======== SUPPLIED MATERIAL ========
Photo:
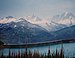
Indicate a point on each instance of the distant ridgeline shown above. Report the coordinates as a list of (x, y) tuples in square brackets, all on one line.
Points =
[(1, 43)]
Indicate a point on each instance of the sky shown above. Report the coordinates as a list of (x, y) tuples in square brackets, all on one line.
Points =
[(40, 8)]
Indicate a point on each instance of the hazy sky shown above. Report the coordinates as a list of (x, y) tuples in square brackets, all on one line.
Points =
[(40, 8)]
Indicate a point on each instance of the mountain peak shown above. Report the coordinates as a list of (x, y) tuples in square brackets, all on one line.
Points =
[(67, 15)]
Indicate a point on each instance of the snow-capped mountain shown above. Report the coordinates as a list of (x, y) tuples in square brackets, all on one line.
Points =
[(21, 32), (33, 29), (66, 18)]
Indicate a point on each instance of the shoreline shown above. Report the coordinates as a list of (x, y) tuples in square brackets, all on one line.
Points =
[(28, 45)]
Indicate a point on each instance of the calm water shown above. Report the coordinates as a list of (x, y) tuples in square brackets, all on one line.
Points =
[(69, 49)]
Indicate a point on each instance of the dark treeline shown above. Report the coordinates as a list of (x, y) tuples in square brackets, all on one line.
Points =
[(36, 54)]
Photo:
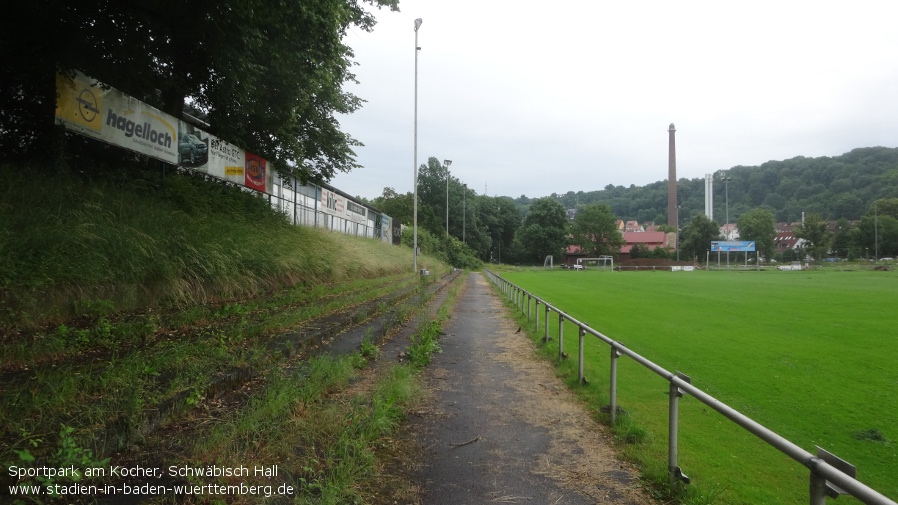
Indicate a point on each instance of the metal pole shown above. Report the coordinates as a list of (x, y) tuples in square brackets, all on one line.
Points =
[(560, 336), (613, 387), (672, 434), (447, 163), (580, 378), (817, 489), (536, 315), (415, 205)]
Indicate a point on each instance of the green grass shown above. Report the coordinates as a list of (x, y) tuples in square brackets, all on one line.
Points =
[(811, 355), (67, 240)]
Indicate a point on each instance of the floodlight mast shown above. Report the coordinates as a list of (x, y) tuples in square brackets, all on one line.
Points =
[(446, 163), (415, 232)]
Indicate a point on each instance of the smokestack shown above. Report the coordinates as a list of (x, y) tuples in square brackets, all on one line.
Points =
[(672, 179)]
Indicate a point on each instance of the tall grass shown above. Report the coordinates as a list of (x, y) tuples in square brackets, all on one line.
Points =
[(811, 355), (138, 242)]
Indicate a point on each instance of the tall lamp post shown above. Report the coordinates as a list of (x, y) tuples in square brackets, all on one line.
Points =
[(726, 188), (415, 205), (447, 163), (464, 212)]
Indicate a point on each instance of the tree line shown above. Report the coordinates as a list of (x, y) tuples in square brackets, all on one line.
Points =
[(859, 220)]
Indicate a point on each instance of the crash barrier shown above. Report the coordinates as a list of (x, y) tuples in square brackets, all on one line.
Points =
[(829, 475)]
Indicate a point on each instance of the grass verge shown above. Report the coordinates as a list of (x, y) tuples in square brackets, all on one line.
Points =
[(760, 342)]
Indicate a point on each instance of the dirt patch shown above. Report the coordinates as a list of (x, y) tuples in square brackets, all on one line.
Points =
[(500, 426)]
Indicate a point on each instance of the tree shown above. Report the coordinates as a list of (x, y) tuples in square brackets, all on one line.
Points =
[(698, 235), (877, 231), (595, 230), (544, 230), (397, 206), (267, 75), (759, 225), (813, 231)]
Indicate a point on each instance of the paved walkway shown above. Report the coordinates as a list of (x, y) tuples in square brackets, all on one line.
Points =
[(501, 428)]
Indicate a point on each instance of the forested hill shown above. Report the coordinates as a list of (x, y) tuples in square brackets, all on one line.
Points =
[(835, 187)]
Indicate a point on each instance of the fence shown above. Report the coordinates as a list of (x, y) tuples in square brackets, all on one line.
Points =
[(829, 475)]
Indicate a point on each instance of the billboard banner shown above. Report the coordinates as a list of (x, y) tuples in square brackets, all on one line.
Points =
[(85, 106), (111, 116), (226, 161), (733, 246), (255, 172)]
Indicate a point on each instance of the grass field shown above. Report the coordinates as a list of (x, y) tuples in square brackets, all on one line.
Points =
[(811, 355)]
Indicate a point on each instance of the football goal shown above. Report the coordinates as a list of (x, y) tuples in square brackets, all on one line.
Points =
[(604, 260)]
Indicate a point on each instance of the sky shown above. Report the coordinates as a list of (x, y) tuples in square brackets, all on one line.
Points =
[(534, 98)]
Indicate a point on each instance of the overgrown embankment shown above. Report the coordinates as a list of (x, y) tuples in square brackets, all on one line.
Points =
[(138, 240), (184, 323)]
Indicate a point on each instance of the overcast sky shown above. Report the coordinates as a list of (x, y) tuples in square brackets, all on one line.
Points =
[(532, 98)]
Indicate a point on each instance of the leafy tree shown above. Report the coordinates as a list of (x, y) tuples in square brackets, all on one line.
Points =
[(595, 230), (544, 230), (640, 251), (813, 231), (877, 231), (759, 225), (395, 205), (697, 236), (267, 75)]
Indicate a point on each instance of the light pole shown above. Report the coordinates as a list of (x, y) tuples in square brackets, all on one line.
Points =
[(415, 205), (678, 233), (726, 188), (446, 163)]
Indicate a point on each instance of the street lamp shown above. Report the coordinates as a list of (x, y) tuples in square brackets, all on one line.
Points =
[(415, 205), (726, 179), (678, 232), (446, 163)]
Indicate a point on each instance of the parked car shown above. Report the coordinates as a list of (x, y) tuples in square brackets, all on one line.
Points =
[(192, 149)]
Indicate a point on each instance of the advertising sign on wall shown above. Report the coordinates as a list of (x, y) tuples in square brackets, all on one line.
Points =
[(116, 118), (104, 113), (733, 246)]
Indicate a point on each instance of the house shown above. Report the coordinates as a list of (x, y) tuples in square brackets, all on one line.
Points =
[(651, 239)]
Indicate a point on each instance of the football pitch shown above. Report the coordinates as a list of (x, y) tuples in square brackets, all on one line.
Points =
[(811, 355)]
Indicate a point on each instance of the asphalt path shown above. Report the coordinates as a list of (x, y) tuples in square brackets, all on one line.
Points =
[(500, 427)]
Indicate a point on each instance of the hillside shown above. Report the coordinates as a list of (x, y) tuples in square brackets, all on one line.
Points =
[(835, 187), (154, 322), (129, 239)]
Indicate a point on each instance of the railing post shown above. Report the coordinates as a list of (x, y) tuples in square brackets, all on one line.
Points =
[(580, 378), (674, 471), (817, 489), (560, 336), (612, 393), (536, 315)]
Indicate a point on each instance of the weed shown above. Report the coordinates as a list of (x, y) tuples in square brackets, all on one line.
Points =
[(369, 349), (424, 344), (629, 432)]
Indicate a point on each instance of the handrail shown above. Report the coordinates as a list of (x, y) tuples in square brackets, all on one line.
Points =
[(824, 477)]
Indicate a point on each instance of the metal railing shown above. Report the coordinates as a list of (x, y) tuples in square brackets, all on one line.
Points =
[(829, 475)]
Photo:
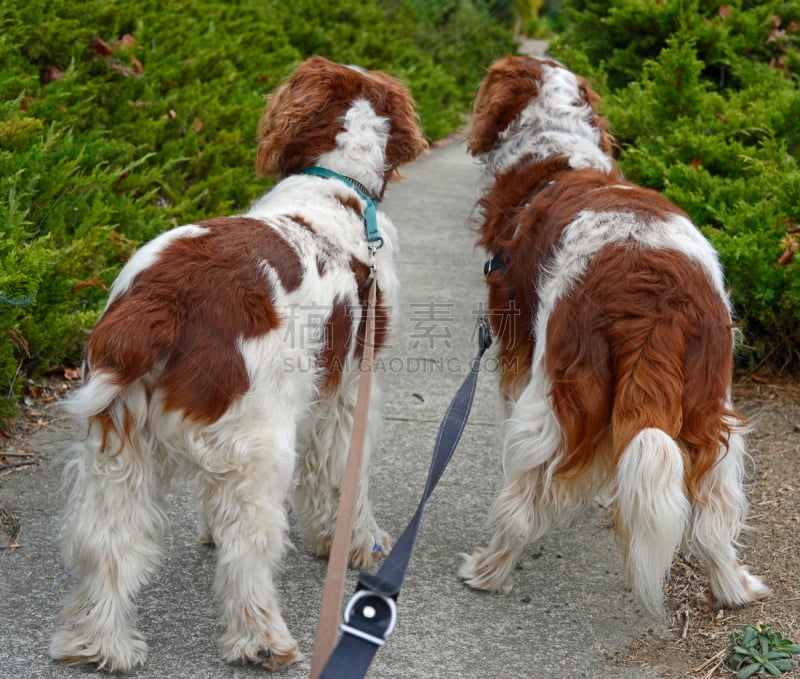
========
- **EXERCISE REQUIREMENTS**
Your copy should repeat each entry above exactly but contain no pictures.

- **SOLUTION FOR THIS TASK**
Photo:
Indicate a point on each instance of the distant ridgeline shown above. Report the coordinates as a list of (x, y) tuples in square brackets, all on one line.
Points =
[(1, 43)]
Indicate a point on each instance of the sky shown above. Report the coordinates as a list of (x, y) tuples in square brackets, all on one line.
Points =
[(40, 8)]
Indicate a point on each instance of the hazy sky shown above. Report the coordinates as a list of (x, y) tuples in square brackets, all on one line.
Points =
[(40, 8)]
Indicate a point on each instance of the mountain peak shown above. Report the coordinates as a list of (x, y) tuples in square brackets, all on one line.
Points =
[(67, 15)]
Indicate a point on each instance of the snow-capped mountain shown above. Report the coordinates as a list of (x, y) tuples in square brackets, all on one line.
Points =
[(21, 32), (33, 29), (66, 18)]
Indicate a point on each instance of the shoreline shown above. Report the coordinates as a list of (x, y) tuples in square brackets, all on one line.
Points =
[(28, 45)]
Indicate a point on each instance of the calm water shown above. Report the coordinates as a list of (x, y) tuples in square brackets, all on one line.
Points =
[(69, 49)]
Indicate a point on each instance of the dark treeline shown above. Report the coordinates as a list of (x, y) tuples in square brackets, all on one line.
Points =
[(36, 54)]
Photo:
Indicate a point on each instance of the metal pole shown above. Report the coordinates as a list of (x, y) tuples in square brackets, all on one line.
Points =
[(560, 336), (613, 387), (672, 434), (447, 163), (580, 378), (817, 489), (536, 315), (415, 205)]
Indicate a point on each instance of the green grass shown above. Report the coordinates as a list of (x, y) tuples in square brackets, all on one line.
Points =
[(811, 355), (67, 240)]
Indicate a point on each instance of the floodlight mast shown above. Report the coordinates as a list of (x, y) tuples in square brackets, all on one line.
Points =
[(446, 163), (415, 232)]
Indicate a point on each instance of the smokestack shown above. Report the coordinates as a list of (x, y) tuples in square brackets, all on one line.
Points =
[(672, 179)]
Indicate a point on each instance of the tall grass shown above. Report the coordinates as a list of (x, y) tuples in square brackets, all on one line.
Points =
[(811, 355), (138, 242)]
Indicate a point on each instance of the tall lamp post shown above. Report the coordinates as a list of (x, y) tuples in square brackets, all on one line.
Points =
[(726, 188), (415, 205), (447, 163), (464, 212)]
Indicate a point on each instance of the tree line shown above. Report the coordinates as a list of (x, y) tuples in square brackets, all on one line.
Points =
[(859, 220)]
Indicate a point on each instance of the crash barrier shown above. Report the coordinates as a list of (x, y) tuples in square brackets, all on one line.
Points =
[(829, 475)]
Indicate a point on each instance of the grass verge shown above. Report the coordinates as a list of (x, y) tuples in square brackets, all on one line.
Points =
[(760, 342)]
Indicate a point on each instance of the dirt patch shown above. Report the coordinates as a list of (x, y) tuples in square brackets, all on one line.
Points =
[(500, 426)]
Indicate a point on each instance of the tree shown above. Report the coordinates as a list of (x, y) tuples in square brackets, all on one line.
Points =
[(698, 235), (877, 231), (595, 230), (544, 230), (397, 206), (267, 75), (759, 225), (813, 231)]
Indicate a point on each instance of the paved walkway shown above. Report the coordinates as a list of (x, y) tuples in square brackets, all on one line.
Points =
[(501, 428)]
Indicate a point on each instance of the forested hill shown above. Report the coordinates as a list of (x, y) tuples in square brackets, all on one line.
Points =
[(835, 187)]
Indicate a point on each instance of the fence shown above. Report the coordinates as a list of (x, y) tuples in square brackets, all on one line.
Points =
[(829, 475)]
Indicate a point on each instance of the billboard banner shown above. Report the coordinates as a list of (x, y) tuples in square brackets, all on one line.
Points =
[(85, 106), (111, 116), (226, 161), (733, 246), (255, 172)]
Indicate a point on each instance of the grass field shown above. Report the coordinates as a list of (x, y) tuples in square brackets, all on one line.
Points =
[(811, 355)]
Indicate a point on each instance of the football goal shown above. Report the coordinates as a list of (x, y) tuples in square brackets, all on one line.
Points =
[(604, 260)]
Indicate a point on each instance of the sky shown above. Report the coordinates as a list of (x, y) tuples in square brackets, all on one line.
Points =
[(534, 98)]
Indicate a point on each instance of the overgrown embankment shown above. Report the coordinates as a list of (x, y) tuples in square brackets, all on one line.
Points =
[(138, 240), (184, 323)]
Indicate a point on each instance of the overcast sky shown above. Report the coordinates as a list of (x, y) tuples in square brackets, all on one line.
Points =
[(532, 98)]
Indicate a point on each instance of the leafy tree shown above. Report the coordinates as a list of (x, y) tuples in square brackets, all on one line.
Points =
[(595, 230), (544, 230), (640, 251), (813, 231), (877, 231), (759, 225), (395, 205), (697, 236), (267, 75)]
Indicate a point on each instance of the light pole shown above. Report the coordinates as a list of (x, y) tuples in square brackets, all on one line.
Points =
[(415, 205), (678, 233), (726, 188), (446, 163)]
Indicate a point on each instance of the street lamp shown above. Report the coordinates as a list of (x, y) tuples in square brackets, all on one line.
Points =
[(415, 205), (726, 179), (678, 232), (446, 163)]
Indicate a point on each instance of the parked car shown above. Report the coordinates as a list of (x, y) tuples in square brackets, all on one line.
Points =
[(192, 149)]
Indicate a point on each instance of the advertising sign on wall shown above. Report the coordinates as a list of (x, y) tuples in square brackets, all on one line.
Points =
[(116, 118), (104, 113), (733, 246)]
Indicate a point on each instance of the house shown above. Report the coordinates as a list of (x, y) tuples in square brackets, all on one line.
Points =
[(651, 239)]
Indicate a point on each instance of the football pitch shown above. Report the coordinates as a list of (x, y) tuples in square brackets, all on one line.
Points =
[(811, 355)]
Indicate a point on each instance of the asphalt path shown above. Report the coordinates as a list of (x, y) tuples in square brackets, all on one line.
Points =
[(500, 427)]
Indicate a point on each instance of the hillside shown above. Report the coordinates as a list of (x, y) tuples in square brackets, all on one line.
Points =
[(835, 187), (154, 322), (129, 239)]
Indicate a point on each instance of the railing post shown above. Report the coordinates as a list of (x, y) tuples in square brackets, all on one line.
Points =
[(580, 378), (674, 471), (817, 489), (560, 336), (612, 393), (536, 315)]
Indicate a point on each instance of the weed shown above. Report the coordinates as a list of (x, y) tuples in square brackets, all on one line.
Points =
[(369, 349), (424, 344), (629, 432)]
Indicate a point on each instance of the handrail shown above. Report the coordinates as a list of (x, y) tuples in square brackets, all on one line.
Points =
[(824, 477)]
Indicate a point on each instance of the metal railing shown above. Report the coordinates as a list of (x, y) tuples in square brackets, all on one line.
Points =
[(829, 475)]
Photo:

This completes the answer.